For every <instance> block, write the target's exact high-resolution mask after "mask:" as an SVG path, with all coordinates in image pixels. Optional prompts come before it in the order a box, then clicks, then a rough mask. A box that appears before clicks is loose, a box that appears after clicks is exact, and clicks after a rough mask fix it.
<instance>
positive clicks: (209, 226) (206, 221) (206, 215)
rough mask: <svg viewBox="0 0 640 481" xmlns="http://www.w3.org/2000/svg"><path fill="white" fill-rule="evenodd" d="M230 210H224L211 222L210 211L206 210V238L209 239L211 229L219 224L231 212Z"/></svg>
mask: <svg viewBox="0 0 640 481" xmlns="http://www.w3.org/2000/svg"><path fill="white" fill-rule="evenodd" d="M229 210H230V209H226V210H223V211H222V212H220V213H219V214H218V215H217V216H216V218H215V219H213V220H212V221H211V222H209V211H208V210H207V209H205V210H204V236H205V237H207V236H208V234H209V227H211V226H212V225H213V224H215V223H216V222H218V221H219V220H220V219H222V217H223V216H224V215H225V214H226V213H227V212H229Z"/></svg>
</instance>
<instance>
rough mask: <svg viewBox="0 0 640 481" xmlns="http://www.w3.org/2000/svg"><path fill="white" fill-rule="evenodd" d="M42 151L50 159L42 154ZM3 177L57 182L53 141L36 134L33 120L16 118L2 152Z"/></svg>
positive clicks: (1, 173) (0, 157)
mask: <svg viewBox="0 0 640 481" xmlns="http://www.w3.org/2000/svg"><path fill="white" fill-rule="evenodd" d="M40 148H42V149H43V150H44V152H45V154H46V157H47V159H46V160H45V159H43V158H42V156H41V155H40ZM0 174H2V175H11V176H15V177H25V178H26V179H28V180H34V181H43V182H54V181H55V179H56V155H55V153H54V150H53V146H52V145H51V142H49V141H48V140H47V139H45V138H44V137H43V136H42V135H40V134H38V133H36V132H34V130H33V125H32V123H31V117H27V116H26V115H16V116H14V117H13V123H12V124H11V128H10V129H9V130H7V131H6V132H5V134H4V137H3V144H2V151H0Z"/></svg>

········

Repeat the material above precisely.

For every <instance> block, write the target's exact high-resolution mask after "mask:" as an SVG path, with all coordinates in image pixels. Optional prompts come before it in the order a box, then clicks, then a rough mask. A box that appears before clicks is loose, a box that appears after clicks is exact, and clicks after a rough mask fix it.
<instance>
positive clicks: (209, 226) (206, 221) (206, 215)
rough mask: <svg viewBox="0 0 640 481" xmlns="http://www.w3.org/2000/svg"><path fill="white" fill-rule="evenodd" d="M230 210H224L211 222L210 211L206 210V238L209 239L211 229L219 224L231 212Z"/></svg>
mask: <svg viewBox="0 0 640 481" xmlns="http://www.w3.org/2000/svg"><path fill="white" fill-rule="evenodd" d="M229 210H230V209H226V210H223V211H222V212H220V213H219V214H218V215H217V216H216V218H215V219H213V220H212V221H211V222H209V211H208V210H207V209H205V210H204V236H205V237H207V236H208V234H209V227H211V226H212V225H213V224H215V223H216V222H218V221H219V220H220V219H222V217H223V216H224V215H225V214H226V213H227V212H229Z"/></svg>
</instance>
<instance>
rough mask: <svg viewBox="0 0 640 481" xmlns="http://www.w3.org/2000/svg"><path fill="white" fill-rule="evenodd" d="M42 151L50 159L42 154ZM3 177L57 182L53 141L36 134L33 120L16 118L2 152Z"/></svg>
positive clicks: (1, 173) (0, 157)
mask: <svg viewBox="0 0 640 481" xmlns="http://www.w3.org/2000/svg"><path fill="white" fill-rule="evenodd" d="M40 148H42V149H43V150H44V152H45V154H46V157H47V159H46V160H45V159H43V158H42V156H41V155H40ZM0 174H2V175H11V176H15V177H25V178H26V179H28V180H34V181H43V182H54V181H55V179H56V155H55V153H54V150H53V146H52V145H51V142H49V141H48V140H47V139H45V138H44V137H43V136H42V135H40V134H38V133H36V132H34V130H33V125H32V123H31V117H27V116H26V115H16V116H14V117H13V123H12V124H11V128H10V129H9V130H7V131H6V132H5V134H4V137H3V144H2V151H0Z"/></svg>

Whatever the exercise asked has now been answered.